INSTRUCTION => Recast all of the data below as a numbered list, one line per item, and leave out the blank lines.

------ AVAILABLE RECORDS ------

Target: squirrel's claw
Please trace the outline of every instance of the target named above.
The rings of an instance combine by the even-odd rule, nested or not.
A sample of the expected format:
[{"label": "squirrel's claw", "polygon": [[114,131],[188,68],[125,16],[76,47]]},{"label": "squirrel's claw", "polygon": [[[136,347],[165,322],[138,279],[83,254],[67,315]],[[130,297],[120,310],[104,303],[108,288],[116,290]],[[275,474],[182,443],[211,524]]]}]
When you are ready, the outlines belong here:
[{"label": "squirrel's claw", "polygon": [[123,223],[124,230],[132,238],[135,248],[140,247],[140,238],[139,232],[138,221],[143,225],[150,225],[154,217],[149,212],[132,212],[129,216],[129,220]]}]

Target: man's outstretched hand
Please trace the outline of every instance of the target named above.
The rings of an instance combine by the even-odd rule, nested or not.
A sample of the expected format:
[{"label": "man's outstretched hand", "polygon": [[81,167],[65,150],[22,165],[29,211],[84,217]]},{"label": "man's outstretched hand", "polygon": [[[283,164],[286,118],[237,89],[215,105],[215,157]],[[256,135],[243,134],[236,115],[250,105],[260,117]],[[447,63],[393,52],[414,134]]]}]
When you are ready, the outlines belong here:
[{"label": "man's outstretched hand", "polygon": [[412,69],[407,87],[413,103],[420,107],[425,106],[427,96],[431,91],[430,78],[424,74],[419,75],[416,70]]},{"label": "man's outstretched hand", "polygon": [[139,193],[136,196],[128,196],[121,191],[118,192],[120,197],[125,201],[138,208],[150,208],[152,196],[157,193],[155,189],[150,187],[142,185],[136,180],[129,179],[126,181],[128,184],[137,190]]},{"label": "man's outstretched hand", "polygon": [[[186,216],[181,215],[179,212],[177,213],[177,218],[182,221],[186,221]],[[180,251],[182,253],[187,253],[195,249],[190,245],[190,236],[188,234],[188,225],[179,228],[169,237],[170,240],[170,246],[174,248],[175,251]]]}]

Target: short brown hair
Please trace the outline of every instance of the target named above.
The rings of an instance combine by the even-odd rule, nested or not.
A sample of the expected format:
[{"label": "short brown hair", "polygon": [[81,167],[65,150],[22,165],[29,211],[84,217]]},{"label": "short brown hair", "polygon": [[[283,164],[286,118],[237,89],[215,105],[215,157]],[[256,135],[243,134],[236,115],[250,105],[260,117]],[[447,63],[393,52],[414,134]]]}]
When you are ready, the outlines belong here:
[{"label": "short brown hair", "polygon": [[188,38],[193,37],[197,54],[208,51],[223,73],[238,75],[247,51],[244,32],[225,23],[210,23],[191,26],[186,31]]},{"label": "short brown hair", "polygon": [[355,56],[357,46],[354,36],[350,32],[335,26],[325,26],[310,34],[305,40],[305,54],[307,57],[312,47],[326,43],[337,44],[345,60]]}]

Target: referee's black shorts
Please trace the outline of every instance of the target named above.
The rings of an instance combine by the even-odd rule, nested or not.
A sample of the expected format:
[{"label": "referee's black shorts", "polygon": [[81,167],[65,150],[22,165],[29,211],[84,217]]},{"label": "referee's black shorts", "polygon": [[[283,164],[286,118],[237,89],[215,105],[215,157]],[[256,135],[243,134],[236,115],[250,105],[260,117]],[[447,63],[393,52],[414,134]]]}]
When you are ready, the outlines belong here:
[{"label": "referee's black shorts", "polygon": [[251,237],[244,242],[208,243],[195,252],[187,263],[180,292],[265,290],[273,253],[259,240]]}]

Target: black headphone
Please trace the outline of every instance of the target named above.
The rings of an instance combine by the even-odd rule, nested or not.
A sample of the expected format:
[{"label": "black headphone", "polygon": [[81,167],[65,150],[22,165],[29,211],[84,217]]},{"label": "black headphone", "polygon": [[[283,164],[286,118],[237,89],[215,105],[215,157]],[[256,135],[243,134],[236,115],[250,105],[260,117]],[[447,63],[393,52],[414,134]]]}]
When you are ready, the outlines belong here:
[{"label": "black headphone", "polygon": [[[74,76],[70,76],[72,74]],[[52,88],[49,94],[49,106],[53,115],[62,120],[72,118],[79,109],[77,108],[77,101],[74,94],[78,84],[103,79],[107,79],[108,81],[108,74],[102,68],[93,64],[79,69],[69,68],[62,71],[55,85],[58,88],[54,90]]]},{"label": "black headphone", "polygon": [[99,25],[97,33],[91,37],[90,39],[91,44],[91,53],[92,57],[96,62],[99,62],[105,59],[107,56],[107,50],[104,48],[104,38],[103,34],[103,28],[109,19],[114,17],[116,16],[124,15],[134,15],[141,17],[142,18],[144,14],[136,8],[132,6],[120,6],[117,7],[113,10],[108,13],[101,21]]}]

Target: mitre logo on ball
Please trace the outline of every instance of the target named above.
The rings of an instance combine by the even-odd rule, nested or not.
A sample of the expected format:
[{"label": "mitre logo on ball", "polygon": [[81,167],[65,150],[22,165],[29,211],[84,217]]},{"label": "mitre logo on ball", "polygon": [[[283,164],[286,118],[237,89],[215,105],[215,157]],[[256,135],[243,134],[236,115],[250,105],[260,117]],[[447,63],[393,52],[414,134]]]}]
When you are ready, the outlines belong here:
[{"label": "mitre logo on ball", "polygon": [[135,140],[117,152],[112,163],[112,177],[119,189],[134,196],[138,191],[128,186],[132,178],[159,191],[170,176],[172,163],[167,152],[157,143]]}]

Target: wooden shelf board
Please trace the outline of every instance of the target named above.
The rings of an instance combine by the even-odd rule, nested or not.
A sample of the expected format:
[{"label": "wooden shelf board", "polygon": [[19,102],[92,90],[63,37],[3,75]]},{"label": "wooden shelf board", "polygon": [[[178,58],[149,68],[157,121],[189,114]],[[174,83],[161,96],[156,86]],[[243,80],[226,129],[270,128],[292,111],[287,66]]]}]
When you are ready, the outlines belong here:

------

SOLUTION TO THE EXERCISE =>
1. Target: squirrel's claw
2. Please trace the outline of every instance of the target named above.
3. The rings of an instance combine by the even-odd rule, nested or not.
4. A sample of the expected format:
5. [{"label": "squirrel's claw", "polygon": [[114,131],[188,68],[125,16],[76,47]]},{"label": "squirrel's claw", "polygon": [[[136,347],[165,322],[138,279],[83,254],[67,315]],[[130,297],[120,310],[104,303],[108,288],[116,290]],[[275,474],[182,443],[211,524]]]}]
6. When you are ready, the outlines belong here:
7. [{"label": "squirrel's claw", "polygon": [[123,223],[124,230],[132,238],[135,248],[140,247],[140,238],[139,232],[138,221],[143,225],[150,225],[154,217],[149,212],[132,212],[129,216],[129,220]]}]
8. Target: man's outstretched hand
9. Please trace the outline of every instance of the target named above.
10. The rings of an instance combine by the even-odd rule, nested or not.
11. A sample of the expected format:
12. [{"label": "man's outstretched hand", "polygon": [[81,167],[65,150],[22,165],[29,211],[84,217]]},{"label": "man's outstretched hand", "polygon": [[[283,164],[286,118],[237,89],[215,105],[215,157]],[[256,135],[243,134],[236,115],[250,105],[260,117]],[[447,63],[393,52],[414,134]]]}]
13. When you are ready, the outlines belong here:
14. [{"label": "man's outstretched hand", "polygon": [[412,69],[407,87],[413,103],[420,107],[425,106],[427,96],[431,91],[430,78],[424,74],[419,75],[416,70]]},{"label": "man's outstretched hand", "polygon": [[139,193],[136,196],[128,196],[121,191],[118,192],[120,197],[125,201],[138,208],[150,208],[152,196],[157,193],[155,189],[150,187],[142,185],[136,180],[129,179],[126,181],[128,184],[137,190]]},{"label": "man's outstretched hand", "polygon": [[[186,216],[181,215],[179,212],[177,213],[177,218],[182,221],[186,221]],[[180,251],[182,253],[187,253],[195,249],[190,245],[190,236],[188,234],[188,225],[179,228],[169,237],[170,240],[170,246],[174,248],[175,251]]]}]
15. Target: short brown hair
16. Please trace the outline of every instance of the target named above.
17. The rings of an instance combine by the even-odd rule, nested or not.
18. A sample of the expected format:
19. [{"label": "short brown hair", "polygon": [[81,167],[65,150],[22,165],[29,211],[84,217]]},{"label": "short brown hair", "polygon": [[[283,164],[286,118],[237,89],[215,105],[215,157]],[[256,135],[243,134],[236,115],[250,105],[260,117]],[[447,63],[393,52],[414,134]]]}]
20. When you are ready, the outlines belong here:
21. [{"label": "short brown hair", "polygon": [[188,38],[193,37],[197,54],[208,51],[223,73],[238,75],[247,51],[244,32],[225,23],[210,23],[191,26],[186,31]]},{"label": "short brown hair", "polygon": [[355,56],[357,46],[354,36],[350,32],[335,26],[325,26],[310,34],[305,40],[305,54],[307,57],[312,47],[326,43],[337,44],[345,60]]}]
22. Target: referee's black shorts
23. Please trace the outline of every instance of the target named above.
24. The rings of an instance combine by the even-odd rule, nested or not.
25. A sample of the expected format:
26. [{"label": "referee's black shorts", "polygon": [[81,167],[65,150],[22,165],[29,211],[84,217]]},{"label": "referee's black shorts", "polygon": [[[283,164],[286,118],[237,89],[215,105],[215,157]],[[256,135],[243,134],[236,115],[250,105],[260,117]],[[447,63],[393,52],[414,134]]]}]
27. When you are ready, the outlines belong here:
28. [{"label": "referee's black shorts", "polygon": [[251,237],[244,242],[208,243],[195,252],[187,263],[180,292],[265,290],[273,253],[259,240]]}]
29. Target: black headphone
30. Please trace the outline of every instance of the target named above.
31. The rings of an instance combine by the even-odd rule, nested or not.
32. A sample of the expected format:
33. [{"label": "black headphone", "polygon": [[81,167],[65,150],[22,165],[29,211],[84,217]]},{"label": "black headphone", "polygon": [[[283,164],[286,118],[237,89],[215,105],[215,157]],[[256,135],[243,134],[236,115],[250,105],[260,117]],[[447,63],[393,52],[414,134]]]}]
34. When you are ready, the outlines belong here:
35. [{"label": "black headphone", "polygon": [[[74,76],[70,76],[72,74]],[[52,88],[49,94],[49,106],[53,115],[62,120],[72,118],[79,109],[77,108],[77,101],[74,94],[78,84],[103,79],[107,79],[108,81],[108,74],[102,68],[93,64],[79,69],[69,68],[62,71],[55,85],[58,88],[54,90]]]},{"label": "black headphone", "polygon": [[99,25],[97,33],[91,37],[90,39],[91,44],[91,53],[92,57],[96,62],[99,62],[105,59],[107,56],[107,50],[104,48],[104,38],[103,34],[103,28],[109,19],[114,17],[116,16],[124,15],[134,15],[141,17],[142,18],[144,14],[136,8],[132,6],[120,6],[117,7],[113,10],[108,13],[101,21]]}]
36. Target: mitre logo on ball
37. Please trace the outline of every instance of the target named above.
38. The rings of an instance combine by the even-odd rule, nested or not.
39. A sample of the expected format:
40. [{"label": "mitre logo on ball", "polygon": [[81,167],[65,150],[22,165],[29,211],[84,217]]},{"label": "mitre logo on ball", "polygon": [[[283,164],[286,118],[237,89],[215,105],[215,157]],[[256,135],[243,134],[236,115],[250,105],[260,117]],[[447,63],[393,52],[414,134]]]}]
41. When you are ready, the outlines belong here:
42. [{"label": "mitre logo on ball", "polygon": [[135,140],[117,152],[112,163],[112,177],[119,189],[134,196],[138,191],[128,186],[132,178],[159,191],[170,176],[172,163],[167,152],[157,143]]}]
43. Target: wooden shelf board
44. Please trace the outline of every instance of the target named above.
45. The rings of an instance combine by the even-odd rule, nested or not.
46. A sample of the expected format:
47. [{"label": "wooden shelf board", "polygon": [[19,102],[92,90],[63,37],[3,75]]},{"label": "wooden shelf board", "polygon": [[[178,58],[149,68],[157,121],[189,114]],[[174,83],[161,96],[156,86]],[[243,80],[226,129],[270,128],[292,111],[287,66]]]}]
48. When you are ready, the outlines belong here:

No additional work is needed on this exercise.